━━ Source material
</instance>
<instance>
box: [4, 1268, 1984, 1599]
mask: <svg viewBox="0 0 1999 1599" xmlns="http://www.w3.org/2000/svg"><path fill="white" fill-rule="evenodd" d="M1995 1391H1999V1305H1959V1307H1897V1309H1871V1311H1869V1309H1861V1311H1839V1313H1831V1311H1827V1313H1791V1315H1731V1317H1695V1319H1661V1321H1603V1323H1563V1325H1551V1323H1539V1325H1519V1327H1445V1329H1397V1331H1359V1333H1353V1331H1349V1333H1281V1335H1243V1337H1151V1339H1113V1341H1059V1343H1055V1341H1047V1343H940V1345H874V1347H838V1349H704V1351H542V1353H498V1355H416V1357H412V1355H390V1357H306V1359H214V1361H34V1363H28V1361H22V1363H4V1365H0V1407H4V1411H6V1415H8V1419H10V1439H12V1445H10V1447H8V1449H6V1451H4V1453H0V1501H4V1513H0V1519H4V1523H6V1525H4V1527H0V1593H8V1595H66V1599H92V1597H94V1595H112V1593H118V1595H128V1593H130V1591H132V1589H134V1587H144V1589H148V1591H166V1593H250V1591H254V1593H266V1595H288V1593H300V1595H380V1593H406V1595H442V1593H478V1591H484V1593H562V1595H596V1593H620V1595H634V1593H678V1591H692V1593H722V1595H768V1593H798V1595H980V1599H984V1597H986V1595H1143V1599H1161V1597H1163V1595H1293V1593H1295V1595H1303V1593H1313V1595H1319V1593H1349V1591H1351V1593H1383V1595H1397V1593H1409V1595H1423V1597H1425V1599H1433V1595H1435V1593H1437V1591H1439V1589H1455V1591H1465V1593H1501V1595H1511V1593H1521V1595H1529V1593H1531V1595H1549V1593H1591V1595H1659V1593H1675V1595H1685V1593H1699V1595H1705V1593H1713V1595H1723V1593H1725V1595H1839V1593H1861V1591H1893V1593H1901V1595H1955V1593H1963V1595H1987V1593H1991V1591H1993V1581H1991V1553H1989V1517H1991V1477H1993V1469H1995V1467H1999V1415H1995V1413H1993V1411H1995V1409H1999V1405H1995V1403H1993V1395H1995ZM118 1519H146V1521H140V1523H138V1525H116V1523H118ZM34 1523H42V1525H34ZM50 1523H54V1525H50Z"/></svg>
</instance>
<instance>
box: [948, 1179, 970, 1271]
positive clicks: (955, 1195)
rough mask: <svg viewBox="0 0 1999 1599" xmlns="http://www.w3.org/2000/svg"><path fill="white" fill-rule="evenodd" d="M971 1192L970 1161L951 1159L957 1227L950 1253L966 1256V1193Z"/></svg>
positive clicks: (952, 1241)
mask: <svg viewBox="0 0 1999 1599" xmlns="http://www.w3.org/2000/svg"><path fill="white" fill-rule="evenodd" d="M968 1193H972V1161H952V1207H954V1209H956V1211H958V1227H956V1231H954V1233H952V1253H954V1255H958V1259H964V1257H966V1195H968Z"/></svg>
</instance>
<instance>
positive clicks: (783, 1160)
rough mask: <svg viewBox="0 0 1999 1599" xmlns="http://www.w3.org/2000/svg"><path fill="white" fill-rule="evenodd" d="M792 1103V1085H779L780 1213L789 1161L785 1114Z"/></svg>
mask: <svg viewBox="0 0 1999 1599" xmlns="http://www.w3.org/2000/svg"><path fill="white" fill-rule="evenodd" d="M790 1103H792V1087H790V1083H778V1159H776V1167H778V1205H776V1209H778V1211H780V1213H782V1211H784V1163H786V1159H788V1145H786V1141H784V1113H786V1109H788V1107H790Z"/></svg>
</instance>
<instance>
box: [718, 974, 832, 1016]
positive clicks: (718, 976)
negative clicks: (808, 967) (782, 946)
━━━━
_What the task asks:_ Each line from the one holding "positive clicks: (955, 1195)" down to the end of the records above is to be repeated exactly; no other line belongs in the reply.

_The completed task:_
positive clicks: (955, 1195)
rough mask: <svg viewBox="0 0 1999 1599" xmlns="http://www.w3.org/2000/svg"><path fill="white" fill-rule="evenodd" d="M971 1192L970 1161L951 1159L957 1227L950 1253L966 1256V1193Z"/></svg>
positive clicks: (952, 1241)
mask: <svg viewBox="0 0 1999 1599" xmlns="http://www.w3.org/2000/svg"><path fill="white" fill-rule="evenodd" d="M968 1193H972V1161H952V1207H954V1209H956V1211H958V1227H956V1231H954V1233H952V1253H954V1255H958V1259H964V1257H966V1195H968Z"/></svg>
</instance>
<instance>
positive clicks: (783, 1160)
rough mask: <svg viewBox="0 0 1999 1599" xmlns="http://www.w3.org/2000/svg"><path fill="white" fill-rule="evenodd" d="M792 1103V1085H779L780 1213L789 1161L785 1114Z"/></svg>
mask: <svg viewBox="0 0 1999 1599" xmlns="http://www.w3.org/2000/svg"><path fill="white" fill-rule="evenodd" d="M790 1103H792V1087H790V1083H778V1159H776V1167H778V1205H776V1209H778V1211H780V1213H782V1211H784V1163H786V1159H788V1145H786V1141H784V1113H786V1109H788V1107H790Z"/></svg>
</instance>
<instance>
box: [718, 974, 832, 1016]
positive clicks: (718, 976)
negative clicks: (808, 967) (782, 946)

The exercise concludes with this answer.